-- Start of Records provided --

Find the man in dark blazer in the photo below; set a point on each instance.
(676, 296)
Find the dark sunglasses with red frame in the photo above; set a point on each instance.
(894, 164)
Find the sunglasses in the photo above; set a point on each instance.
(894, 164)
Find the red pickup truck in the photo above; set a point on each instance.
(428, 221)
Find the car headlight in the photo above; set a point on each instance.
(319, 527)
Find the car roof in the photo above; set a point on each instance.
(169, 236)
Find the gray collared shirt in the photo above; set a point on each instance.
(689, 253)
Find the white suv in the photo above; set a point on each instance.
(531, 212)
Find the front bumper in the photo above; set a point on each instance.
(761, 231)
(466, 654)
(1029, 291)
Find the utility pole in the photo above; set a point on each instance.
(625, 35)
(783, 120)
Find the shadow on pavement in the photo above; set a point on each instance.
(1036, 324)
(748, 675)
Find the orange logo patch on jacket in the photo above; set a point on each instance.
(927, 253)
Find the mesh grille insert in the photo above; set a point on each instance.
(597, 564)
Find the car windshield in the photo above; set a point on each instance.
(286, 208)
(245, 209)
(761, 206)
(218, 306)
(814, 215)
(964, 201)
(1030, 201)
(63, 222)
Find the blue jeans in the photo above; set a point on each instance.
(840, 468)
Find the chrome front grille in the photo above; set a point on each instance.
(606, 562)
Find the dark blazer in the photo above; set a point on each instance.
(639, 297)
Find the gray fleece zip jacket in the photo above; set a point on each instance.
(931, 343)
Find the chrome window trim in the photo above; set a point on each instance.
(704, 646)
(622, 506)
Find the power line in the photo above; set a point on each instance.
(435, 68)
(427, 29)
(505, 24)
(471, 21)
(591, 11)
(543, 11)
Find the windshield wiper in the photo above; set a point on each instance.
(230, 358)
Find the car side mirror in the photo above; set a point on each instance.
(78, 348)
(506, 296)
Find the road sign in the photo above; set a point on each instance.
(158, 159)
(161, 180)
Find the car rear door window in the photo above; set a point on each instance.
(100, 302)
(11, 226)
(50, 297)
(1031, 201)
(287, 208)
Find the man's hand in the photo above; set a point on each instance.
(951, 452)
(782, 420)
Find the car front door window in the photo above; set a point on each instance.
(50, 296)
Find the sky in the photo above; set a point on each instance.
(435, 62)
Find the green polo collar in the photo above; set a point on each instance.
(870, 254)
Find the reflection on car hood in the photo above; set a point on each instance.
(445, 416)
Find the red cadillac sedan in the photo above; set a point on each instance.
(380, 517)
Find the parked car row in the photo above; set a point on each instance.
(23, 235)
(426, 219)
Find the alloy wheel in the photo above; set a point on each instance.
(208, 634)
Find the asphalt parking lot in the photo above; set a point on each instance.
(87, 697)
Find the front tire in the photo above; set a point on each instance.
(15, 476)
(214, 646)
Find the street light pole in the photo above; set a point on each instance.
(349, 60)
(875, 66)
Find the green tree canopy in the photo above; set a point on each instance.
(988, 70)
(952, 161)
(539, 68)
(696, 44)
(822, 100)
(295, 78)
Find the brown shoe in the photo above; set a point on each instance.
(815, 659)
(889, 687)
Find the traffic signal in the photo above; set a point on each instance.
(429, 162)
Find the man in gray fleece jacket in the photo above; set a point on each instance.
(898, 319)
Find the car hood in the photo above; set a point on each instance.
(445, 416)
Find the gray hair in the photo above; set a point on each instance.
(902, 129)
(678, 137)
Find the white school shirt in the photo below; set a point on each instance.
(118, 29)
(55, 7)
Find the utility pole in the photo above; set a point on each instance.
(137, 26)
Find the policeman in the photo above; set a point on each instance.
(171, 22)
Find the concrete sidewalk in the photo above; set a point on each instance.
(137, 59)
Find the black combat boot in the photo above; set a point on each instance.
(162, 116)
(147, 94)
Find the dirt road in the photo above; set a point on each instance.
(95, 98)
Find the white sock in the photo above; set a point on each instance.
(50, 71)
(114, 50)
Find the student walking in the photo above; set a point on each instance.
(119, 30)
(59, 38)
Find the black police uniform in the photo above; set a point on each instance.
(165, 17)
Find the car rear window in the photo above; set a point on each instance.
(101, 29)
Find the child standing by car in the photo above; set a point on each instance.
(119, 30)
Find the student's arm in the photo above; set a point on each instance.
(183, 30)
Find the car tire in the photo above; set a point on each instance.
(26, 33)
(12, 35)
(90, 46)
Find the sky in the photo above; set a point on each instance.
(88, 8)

-- End of Records provided --

Lay out every line of the rows above as a Markdown table with the columns "No." and "Entry". Number the lines in order and leave out blank lines.

| No. | Entry |
|---|---|
| 1 | Find the man in dark blazer in the photo below; set a point on each instance. |
| 2 | (676, 296) |
| 3 | Find the dark sunglasses with red frame in the photo above; set a point on each instance. |
| 4 | (894, 164) |
| 5 | Find the sunglasses in the photo above; set a point on each instance. |
| 6 | (894, 164) |
| 7 | Find the red pickup truck in the photo above; set a point on each instance. |
| 8 | (428, 221) |
| 9 | Find the car headlight in the photo above; set a point on each instance. |
| 10 | (319, 527) |
| 11 | Find the car roof in the photo above; set a point on each instance. |
| 12 | (169, 236) |
| 13 | Find the gray collared shirt in the photo above; set a point on each instance. |
| 14 | (689, 253) |
| 15 | Find the white suv in the photo above; set a point on each instance. |
| 16 | (531, 212) |
| 17 | Find the front bumper in the photo above; set a point on each instance. |
| 18 | (761, 231) |
| 19 | (466, 654) |
| 20 | (1029, 291) |
| 21 | Find the utility pole in the photo above; set a point on each instance. |
| 22 | (625, 35) |
| 23 | (783, 120) |
| 24 | Find the shadow on pavement in the photo above; set a point on each instance. |
| 25 | (1036, 324) |
| 26 | (748, 675) |
| 27 | Find the orange logo patch on jacket in the photo above; set a point on each instance. |
| 28 | (927, 253) |
| 29 | Find the mesh grille insert in the photo above; set a point on each instance. |
| 30 | (597, 564) |
| 31 | Find the car windshield in the photo above; set a point on each instance. |
| 32 | (286, 208) |
| 33 | (245, 209) |
| 34 | (761, 206) |
| 35 | (218, 306) |
| 36 | (814, 215) |
| 37 | (964, 201) |
| 38 | (1030, 201) |
| 39 | (63, 222) |
| 40 | Find the blue jeans in the photo above; set a point on each instance. |
| 41 | (840, 468) |
| 42 | Find the chrome front grille in the photo above; set a point on each instance. |
| 43 | (606, 562) |
| 44 | Find the dark blazer in the photo above; set a point on each instance. |
| 45 | (639, 297) |
| 46 | Find the gray fleece zip jacket in the photo above; set a point on each instance. |
| 47 | (931, 343) |
| 48 | Find the chrome window trim in the photo above; set a point on each instance. |
| 49 | (704, 646) |
| 50 | (622, 506) |
| 51 | Find the power line in the photo above; set a point on each instance. |
| 52 | (435, 68) |
| 53 | (427, 29) |
| 54 | (505, 24) |
| 55 | (471, 21) |
| 56 | (591, 11) |
| 57 | (543, 11) |
| 58 | Find the windshield wiper in the photo above; set a point on each instance. |
| 59 | (230, 358) |
| 60 | Find the car side mirror in the photo above; set a point on each instance. |
| 61 | (78, 348) |
| 62 | (506, 296) |
| 63 | Find the road sign in the photo above; set a point on each instance. |
| 64 | (158, 159) |
| 65 | (161, 180) |
| 66 | Find the car rear door window in the photo above; set a point on each instance. |
| 67 | (100, 302) |
| 68 | (11, 226) |
| 69 | (50, 297) |
| 70 | (1031, 201) |
| 71 | (287, 208) |
| 72 | Find the man's hand in the photo above; set a point on each instance. |
| 73 | (951, 452) |
| 74 | (782, 420) |
| 75 | Find the car front door window in the photo above; set a point on each instance. |
| 76 | (50, 296) |
| 77 | Find the sky in the photo above; set a point on each instance. |
| 78 | (435, 62) |
| 79 | Find the green polo collar in the photo above; set a point on each instance. |
| 80 | (870, 254) |
| 81 | Find the reflection on car hood in the photo above; set a point on each instance. |
| 82 | (445, 416) |
| 83 | Find the red cadillac sedan in the photo above; set a point on each instance. |
| 84 | (380, 517) |
| 85 | Find the parked car row in the photo above; set a point on each instance. |
| 86 | (23, 235) |
| 87 | (426, 219) |
| 88 | Find the alloy wheel in the photo above; set a point on each instance. |
| 89 | (208, 634) |
| 90 | Find the asphalt parking lot in the photo above; set a point on each instance. |
| 91 | (87, 697) |
| 92 | Find the front tire in the photo above; set a point on each instance. |
| 93 | (15, 476) |
| 94 | (214, 646) |
| 95 | Find the street light pole in the photo above; set a point on each instance. |
| 96 | (349, 60) |
| 97 | (875, 66) |
| 98 | Find the green tree canopy in the photo above; set a point on each instance. |
| 99 | (988, 70) |
| 100 | (952, 161) |
| 101 | (539, 68) |
| 102 | (696, 44) |
| 103 | (822, 100) |
| 104 | (295, 78) |
| 105 | Find the brown shoe in the photo above; set a point on each instance. |
| 106 | (815, 659) |
| 107 | (889, 687) |
| 108 | Find the traffic signal in the photo above; set a point on each instance. |
| 109 | (429, 162) |
| 110 | Find the man in gray fleece jacket in the photo above; set a point on each instance. |
| 111 | (898, 319) |
| 112 | Find the car hood in the photo above; set a point on each instance. |
| 113 | (445, 416) |
| 114 | Find the gray hair in the photo above; set a point on each instance. |
| 115 | (902, 129) |
| 116 | (678, 137) |
| 117 | Find the white school shirt in the photo below; set a point on each instance. |
| 118 | (118, 29) |
| 119 | (55, 7) |
| 120 | Find the utility pole in the photo above; set a point on each instance. |
| 121 | (137, 26) |
| 122 | Find the policeman in the photo above; set a point on each instance. |
| 123 | (171, 22) |
| 124 | Find the concrete sidewalk in the photo above; set a point on each instance. |
| 125 | (137, 59) |
| 126 | Find the black combat boot in the photo above; set a point on each instance. |
| 127 | (162, 116) |
| 128 | (147, 94) |
| 129 | Find the dirt road in the photo above; set a point on each instance. |
| 130 | (95, 98) |
| 131 | Find the white sock in the photo above; set a point on each instance. |
| 132 | (50, 71) |
| 133 | (114, 50) |
| 134 | Find the student walking in the photo above; set a point on each instance. |
| 135 | (119, 30) |
| 136 | (59, 38) |
| 137 | Find the black police uniform in the photo above; set a point on each instance. |
| 138 | (165, 17) |
| 139 | Find the car rear window in the photo above; set a point on each instance. |
| 140 | (101, 29) |
| 141 | Find the child standing by car in the photo above; set a point on each instance. |
| 142 | (119, 30) |
| 143 | Find the student's arm in the photo above; set a point on each instance. |
| 144 | (183, 30) |
| 145 | Find the car tire in the photo above; set a point on each instance. |
| 146 | (26, 33) |
| 147 | (12, 35) |
| 148 | (90, 46) |
| 149 | Find the sky in the photo above; set a point on each instance. |
| 150 | (88, 8) |